» **Text passage**
################
Abstract

Pseudomonas aeruginosa is one of the most common and clinically important pathogens because of its resistance to a wide variety of antibiotics. A number of treatments of P. aeruginosa have been developed, but there is still no definitive one. Antisense drugs have a great potential to treat multidrug-resistant P. aeruginosa because this technology, in principle, can inhibit the expression of any essential genes. Nucleic Acid Ther.2012, 22, 323 reported that peptide nucleic acid (PNA) antisenses conjugated to the carrier peptide (RXR)4 and targeted to ftsZ and acpP (essential genes) had antibacterial activity in P. aeruginosa. However, growth inhibition was also found with peptide–PNA antisense conjugates of mismatched sequences (negative controls), and hence there remains a possibility for considerable enhancement of basal level activity due to the general toxicity. To assess the true potential of peptide–PNA conjugates, we measured sequence-dependent knockdown of the (RXR)4–PNA conjugates by using a scrambled sequence as a negative control. In addition, we evaluated (RXR)4–PNA antisenses against three other essential genes (lepB, lptD and mraY) and a non-essential gene (PA1303), and confirmed that multiple sequences targeting only the essential genes showed antimicrobial activity in P. aeruginosa PAO1 cells. We also conducted a rescue experiment and confirmed that the antimicrobial activity of anti-mraY antisenses was an on-target effect, not due to general toxicity. These findings indicate that the (RXR)4–PNA antisense should be a useful tool for target validation of a specific gene and could be a therapeutic platform capable of targeting a variety of genes in P. aeruginosa.
################
» **Stored data**

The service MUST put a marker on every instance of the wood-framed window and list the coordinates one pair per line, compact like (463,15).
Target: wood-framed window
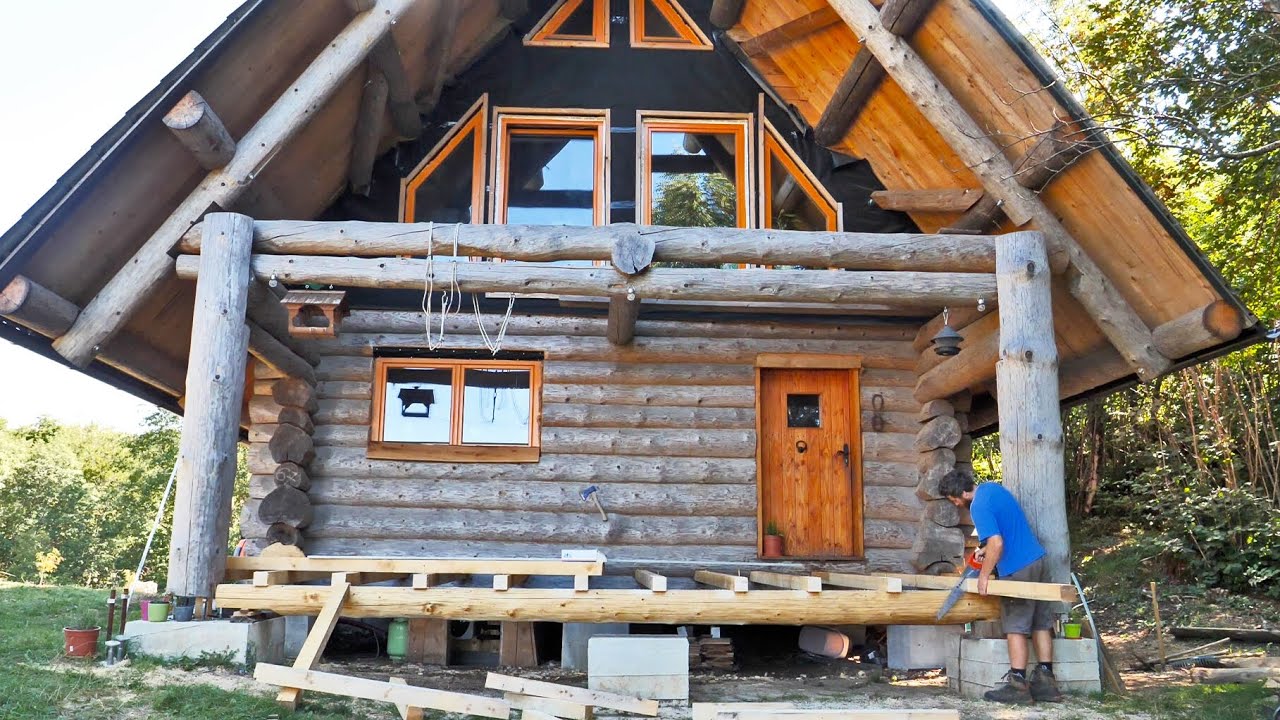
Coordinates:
(666,26)
(448,185)
(693,169)
(572,23)
(792,197)
(456,410)
(551,167)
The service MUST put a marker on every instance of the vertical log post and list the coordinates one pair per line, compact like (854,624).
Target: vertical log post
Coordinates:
(1031,427)
(215,383)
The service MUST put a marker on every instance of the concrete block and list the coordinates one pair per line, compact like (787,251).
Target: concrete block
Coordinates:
(920,647)
(647,666)
(575,637)
(243,643)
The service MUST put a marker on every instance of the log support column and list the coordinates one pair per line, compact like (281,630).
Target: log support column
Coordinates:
(1031,427)
(215,387)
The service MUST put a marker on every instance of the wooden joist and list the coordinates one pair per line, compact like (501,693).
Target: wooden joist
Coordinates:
(594,698)
(723,580)
(652,580)
(892,288)
(807,583)
(150,267)
(862,582)
(40,309)
(973,145)
(540,244)
(675,606)
(396,693)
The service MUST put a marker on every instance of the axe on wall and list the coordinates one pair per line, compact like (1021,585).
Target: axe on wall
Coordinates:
(592,492)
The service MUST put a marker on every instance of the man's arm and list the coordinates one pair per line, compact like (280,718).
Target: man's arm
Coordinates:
(995,548)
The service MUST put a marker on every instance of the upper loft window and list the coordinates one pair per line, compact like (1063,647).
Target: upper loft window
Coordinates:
(794,199)
(572,23)
(551,168)
(693,171)
(460,410)
(664,24)
(448,185)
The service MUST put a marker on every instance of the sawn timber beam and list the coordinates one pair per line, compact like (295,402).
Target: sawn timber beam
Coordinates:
(672,607)
(894,288)
(138,277)
(973,145)
(539,244)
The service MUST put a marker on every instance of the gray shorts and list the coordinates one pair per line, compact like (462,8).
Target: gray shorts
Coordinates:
(1022,616)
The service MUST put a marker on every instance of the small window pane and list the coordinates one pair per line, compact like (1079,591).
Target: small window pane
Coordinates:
(804,411)
(497,406)
(417,405)
(446,195)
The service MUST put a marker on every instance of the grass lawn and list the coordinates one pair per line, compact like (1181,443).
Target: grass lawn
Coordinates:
(37,683)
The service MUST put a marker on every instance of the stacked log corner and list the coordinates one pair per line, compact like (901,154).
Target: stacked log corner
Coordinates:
(940,540)
(283,425)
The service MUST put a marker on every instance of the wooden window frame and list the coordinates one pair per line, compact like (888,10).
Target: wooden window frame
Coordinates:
(816,361)
(772,144)
(566,123)
(740,124)
(543,36)
(455,451)
(679,19)
(472,121)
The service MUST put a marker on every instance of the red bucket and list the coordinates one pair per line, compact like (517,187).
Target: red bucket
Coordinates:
(80,643)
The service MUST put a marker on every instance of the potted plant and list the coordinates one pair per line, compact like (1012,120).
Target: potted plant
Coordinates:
(772,541)
(80,638)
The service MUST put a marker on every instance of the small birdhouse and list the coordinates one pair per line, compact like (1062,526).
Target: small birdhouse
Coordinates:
(315,313)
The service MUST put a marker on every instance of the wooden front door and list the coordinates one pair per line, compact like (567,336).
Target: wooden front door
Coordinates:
(810,460)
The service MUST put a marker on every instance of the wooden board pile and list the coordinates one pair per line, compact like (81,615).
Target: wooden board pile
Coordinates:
(711,654)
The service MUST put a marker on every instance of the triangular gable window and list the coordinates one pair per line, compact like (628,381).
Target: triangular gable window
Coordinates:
(572,23)
(664,24)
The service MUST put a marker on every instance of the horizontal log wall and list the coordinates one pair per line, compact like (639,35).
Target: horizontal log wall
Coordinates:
(666,427)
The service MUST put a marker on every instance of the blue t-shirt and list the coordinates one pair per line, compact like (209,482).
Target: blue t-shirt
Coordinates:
(995,511)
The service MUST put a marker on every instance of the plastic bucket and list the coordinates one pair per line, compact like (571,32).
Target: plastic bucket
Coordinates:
(80,642)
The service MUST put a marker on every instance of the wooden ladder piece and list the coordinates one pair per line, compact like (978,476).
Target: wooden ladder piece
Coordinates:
(314,646)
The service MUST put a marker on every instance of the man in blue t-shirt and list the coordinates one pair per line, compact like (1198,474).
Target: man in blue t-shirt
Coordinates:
(1010,550)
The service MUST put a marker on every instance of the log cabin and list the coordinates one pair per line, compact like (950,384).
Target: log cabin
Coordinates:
(489,279)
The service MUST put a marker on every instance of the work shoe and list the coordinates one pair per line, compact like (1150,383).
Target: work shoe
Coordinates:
(1014,692)
(1045,687)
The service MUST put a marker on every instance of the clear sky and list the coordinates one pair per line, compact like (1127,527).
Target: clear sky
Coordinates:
(72,68)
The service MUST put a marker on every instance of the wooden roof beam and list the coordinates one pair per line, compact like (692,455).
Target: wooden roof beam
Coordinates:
(972,144)
(849,250)
(138,277)
(864,74)
(35,306)
(906,290)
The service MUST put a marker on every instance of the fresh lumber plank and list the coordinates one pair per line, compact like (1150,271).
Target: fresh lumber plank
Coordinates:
(652,580)
(723,580)
(540,244)
(332,683)
(673,607)
(808,583)
(407,712)
(595,698)
(551,706)
(862,582)
(151,265)
(315,643)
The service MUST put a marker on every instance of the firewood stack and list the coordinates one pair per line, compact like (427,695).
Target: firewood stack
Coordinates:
(945,445)
(284,414)
(711,654)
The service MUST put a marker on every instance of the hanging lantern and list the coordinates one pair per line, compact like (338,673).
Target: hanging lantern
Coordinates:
(947,341)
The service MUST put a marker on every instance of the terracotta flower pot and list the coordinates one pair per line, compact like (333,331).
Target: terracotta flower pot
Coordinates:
(80,642)
(772,546)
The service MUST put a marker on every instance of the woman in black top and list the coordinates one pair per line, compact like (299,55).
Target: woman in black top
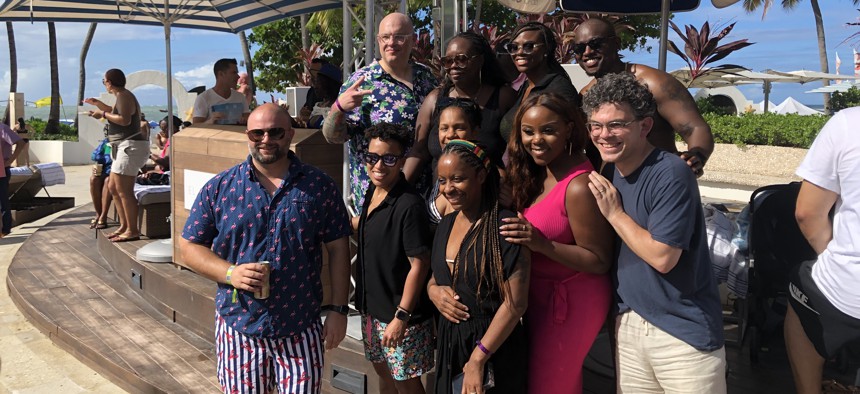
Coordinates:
(532,48)
(471,72)
(393,261)
(479,283)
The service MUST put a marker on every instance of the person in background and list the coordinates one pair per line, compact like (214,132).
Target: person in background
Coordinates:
(224,92)
(471,72)
(23,131)
(11,146)
(275,341)
(480,281)
(389,90)
(326,80)
(99,188)
(670,325)
(129,151)
(596,49)
(824,311)
(393,261)
(532,49)
(571,242)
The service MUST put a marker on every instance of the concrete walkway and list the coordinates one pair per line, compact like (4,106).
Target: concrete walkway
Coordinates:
(29,361)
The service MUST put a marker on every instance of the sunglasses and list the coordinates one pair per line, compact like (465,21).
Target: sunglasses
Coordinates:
(274,133)
(528,48)
(595,44)
(387,160)
(461,60)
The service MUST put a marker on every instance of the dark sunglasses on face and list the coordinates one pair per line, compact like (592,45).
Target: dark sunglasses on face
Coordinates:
(461,60)
(595,44)
(528,47)
(387,160)
(274,133)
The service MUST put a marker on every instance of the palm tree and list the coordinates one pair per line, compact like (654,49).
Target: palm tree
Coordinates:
(13,66)
(53,125)
(752,5)
(82,75)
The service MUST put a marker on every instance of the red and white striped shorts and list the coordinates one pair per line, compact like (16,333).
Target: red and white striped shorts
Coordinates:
(259,365)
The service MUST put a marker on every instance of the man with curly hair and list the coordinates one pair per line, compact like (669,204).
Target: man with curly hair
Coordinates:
################
» **Activities**
- 1) According to the abstract, what was used as the negative control when measuring sequence-dependent knockdown?
- 2) List every gene that the abstract describes as essential.
The entries have nothing to do with the abstract.

» **Completed exercise**
- 1) A scrambled sequence.

- 2) ftsZ, acpP, lepB, lptD, mraY